ARTICLE 6—SUPPLY OF PRODUCT
- 6.1
- ABBOTT shall purchase from GENTIUM, and GENTIUM shall supply to ABBOTT the requirements of Product (both for Units and Samples) for
sale in Italy in the forms listed in the Exhibit A and having a shelf life of not less than 18 (eighteen) months for the rectal tubes and 30 (thirty) months for capsules 400mg.
- 6.2
- ABBOTT will purchase Product from GENTIUM (in Units for trade and Samples for distribution) in finished form (that means already packed
and labeled).
- 6.3
- On XXXXXX'x request GENTIUM shall supply ABBOTT only Bulk Product for the 400mg capsule form as listed in Exhibit A and having a
shelf life of not less than 30 (thirty) months.
- 6.4
- GENTIUM shall purchase from ABBOTT, on XXXXXX'x request, the active ingredient Mesalazina apt to be used for the manufacture of the
Product and any Bulk Product for ABBOTT.

[Image object location data]

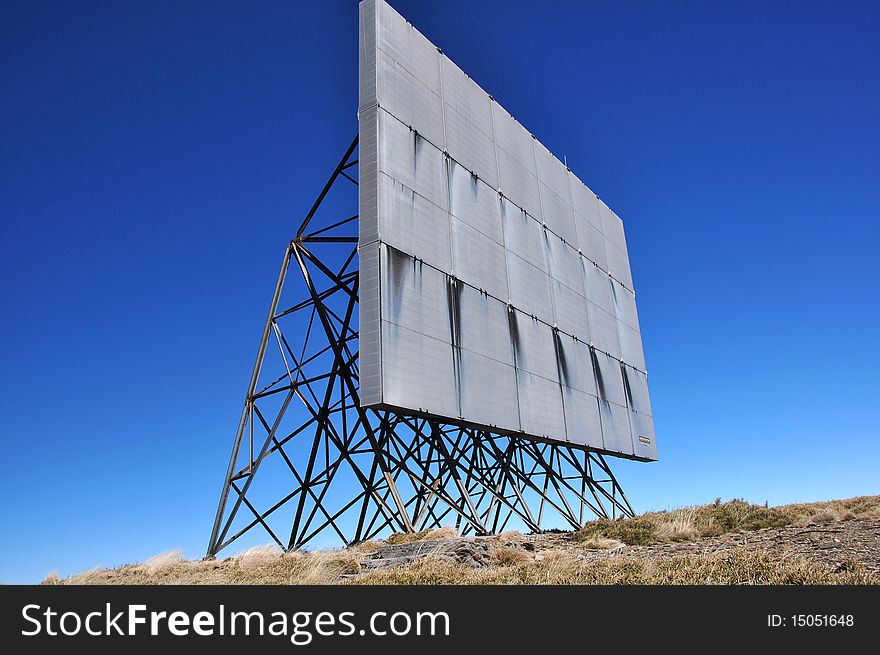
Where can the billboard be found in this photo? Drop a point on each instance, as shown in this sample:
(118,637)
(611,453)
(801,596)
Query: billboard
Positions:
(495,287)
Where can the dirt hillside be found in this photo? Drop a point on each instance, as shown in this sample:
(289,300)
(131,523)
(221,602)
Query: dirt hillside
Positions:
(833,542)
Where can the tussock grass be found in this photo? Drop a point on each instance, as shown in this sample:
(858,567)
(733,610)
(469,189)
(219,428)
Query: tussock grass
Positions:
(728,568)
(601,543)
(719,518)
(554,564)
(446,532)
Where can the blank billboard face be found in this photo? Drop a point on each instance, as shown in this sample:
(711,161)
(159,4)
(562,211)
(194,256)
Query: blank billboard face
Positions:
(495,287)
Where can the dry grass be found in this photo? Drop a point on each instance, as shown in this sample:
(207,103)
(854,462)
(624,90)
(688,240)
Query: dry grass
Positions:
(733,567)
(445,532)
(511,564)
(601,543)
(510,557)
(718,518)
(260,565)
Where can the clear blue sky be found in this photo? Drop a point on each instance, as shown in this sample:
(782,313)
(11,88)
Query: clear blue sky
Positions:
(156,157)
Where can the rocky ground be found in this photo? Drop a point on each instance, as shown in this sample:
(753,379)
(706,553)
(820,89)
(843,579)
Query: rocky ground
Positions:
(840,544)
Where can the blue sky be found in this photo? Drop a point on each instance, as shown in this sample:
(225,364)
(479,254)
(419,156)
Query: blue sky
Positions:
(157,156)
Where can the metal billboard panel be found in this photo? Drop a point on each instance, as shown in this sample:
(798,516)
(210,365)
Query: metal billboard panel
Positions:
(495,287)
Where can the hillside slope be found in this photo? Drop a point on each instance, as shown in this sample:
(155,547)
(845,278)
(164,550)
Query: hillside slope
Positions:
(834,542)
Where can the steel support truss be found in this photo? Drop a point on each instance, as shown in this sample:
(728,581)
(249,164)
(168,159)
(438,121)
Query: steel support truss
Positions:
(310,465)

* * *

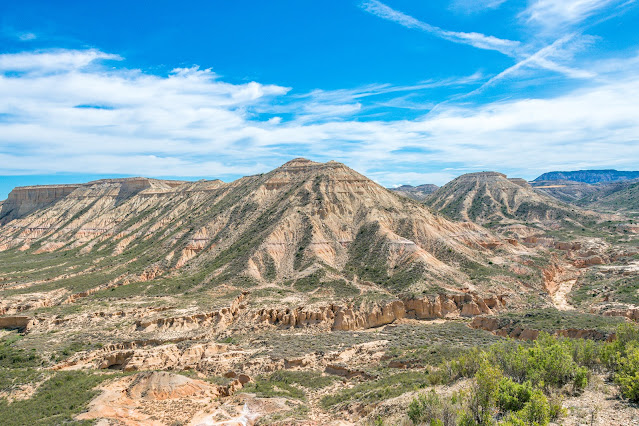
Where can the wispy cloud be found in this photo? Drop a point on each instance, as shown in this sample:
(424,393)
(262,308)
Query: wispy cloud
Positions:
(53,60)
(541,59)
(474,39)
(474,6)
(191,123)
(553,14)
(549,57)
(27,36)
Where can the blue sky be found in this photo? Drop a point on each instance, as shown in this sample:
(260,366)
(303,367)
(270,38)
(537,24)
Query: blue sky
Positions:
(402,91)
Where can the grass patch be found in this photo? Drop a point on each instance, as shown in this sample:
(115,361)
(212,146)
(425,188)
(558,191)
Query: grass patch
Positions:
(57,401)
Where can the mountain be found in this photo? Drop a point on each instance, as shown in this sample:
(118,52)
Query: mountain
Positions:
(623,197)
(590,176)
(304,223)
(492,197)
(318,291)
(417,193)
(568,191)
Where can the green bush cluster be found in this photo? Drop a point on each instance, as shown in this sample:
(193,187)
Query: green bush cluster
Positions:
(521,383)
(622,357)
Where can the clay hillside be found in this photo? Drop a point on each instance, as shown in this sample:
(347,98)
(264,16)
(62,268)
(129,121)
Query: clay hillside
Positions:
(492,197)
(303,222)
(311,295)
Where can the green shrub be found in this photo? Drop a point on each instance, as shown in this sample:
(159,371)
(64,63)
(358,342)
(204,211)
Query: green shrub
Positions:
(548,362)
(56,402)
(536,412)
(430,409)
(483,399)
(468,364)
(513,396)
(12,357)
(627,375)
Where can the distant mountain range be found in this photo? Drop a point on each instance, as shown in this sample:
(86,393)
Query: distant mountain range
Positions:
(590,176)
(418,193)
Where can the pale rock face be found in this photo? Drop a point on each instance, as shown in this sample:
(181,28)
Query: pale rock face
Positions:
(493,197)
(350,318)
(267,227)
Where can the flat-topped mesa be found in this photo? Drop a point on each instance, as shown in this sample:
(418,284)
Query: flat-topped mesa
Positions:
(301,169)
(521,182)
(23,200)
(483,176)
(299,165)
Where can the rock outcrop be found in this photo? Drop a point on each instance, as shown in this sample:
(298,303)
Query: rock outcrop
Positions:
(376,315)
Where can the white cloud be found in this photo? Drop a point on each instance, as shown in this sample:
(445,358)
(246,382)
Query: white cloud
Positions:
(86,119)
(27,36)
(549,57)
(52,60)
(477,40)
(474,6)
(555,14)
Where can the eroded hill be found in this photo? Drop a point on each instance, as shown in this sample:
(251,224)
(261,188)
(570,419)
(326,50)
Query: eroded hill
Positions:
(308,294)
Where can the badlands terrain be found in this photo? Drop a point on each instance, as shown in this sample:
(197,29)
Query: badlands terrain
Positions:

> **Instruction**:
Reproduce a portion of the contract excerpt above word for word. Begin at the words "ARTICLE 6—SUPPLY OF" and stop after the words "30 (thirty) months.".

> **Answer to the problem**:
ARTICLE 6—SUPPLY OF PRODUCT
- 6.1
- ABBOTT shall purchase from GENTIUM, and GENTIUM shall supply to ABBOTT the requirements of Product (both for Units and Samples) for
sale in Italy in the forms listed in the Exhibit A and having a shelf life of not less than 18 (eighteen) months for the rectal tubes and 30 (thirty) months for capsules 400mg.
- 6.2
- ABBOTT will purchase Product from GENTIUM (in Units for trade and Samples for distribution) in finished form (that means already packed
and labeled).
- 6.3
- On XXXXXX'x request GENTIUM shall supply ABBOTT only Bulk Product for the 400mg capsule form as listed in Exhibit A and having a
shelf life of not less than 30 (thirty) months.